[Stored data]
....
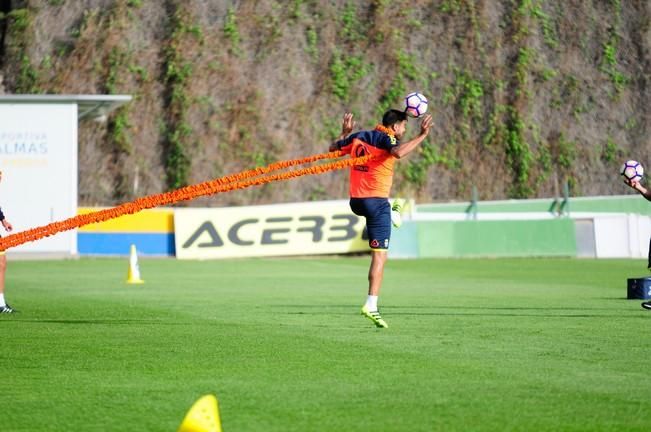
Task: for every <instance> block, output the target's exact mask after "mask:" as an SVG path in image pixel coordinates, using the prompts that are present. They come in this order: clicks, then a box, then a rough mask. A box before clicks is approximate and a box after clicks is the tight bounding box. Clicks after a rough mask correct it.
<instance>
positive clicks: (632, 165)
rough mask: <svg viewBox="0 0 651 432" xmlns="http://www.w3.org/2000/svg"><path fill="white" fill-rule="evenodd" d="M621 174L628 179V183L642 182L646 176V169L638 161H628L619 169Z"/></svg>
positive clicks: (626, 161) (622, 165) (631, 160)
mask: <svg viewBox="0 0 651 432" xmlns="http://www.w3.org/2000/svg"><path fill="white" fill-rule="evenodd" d="M619 173H620V174H621V175H623V176H624V177H626V179H628V181H640V180H642V176H643V175H644V168H643V167H642V164H641V163H639V162H638V161H632V160H631V161H626V162H624V163H623V164H622V167H621V168H620V169H619Z"/></svg>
....
§ **REQUIRED ACTION**: Go through the records and gather the lines that hold "instance".

§ **WORKED SOLUTION**:
Task: for every <instance> block, output the target's exact mask after "mask:" as an SVG path in image pixel coordinates, using the prompts that are present. They come in this order: clicks, then a box, then a rough mask. A box before clicks is approximate and a box after clicks is the tight bounding box. Clicks after a rough mask correct it.
<instance>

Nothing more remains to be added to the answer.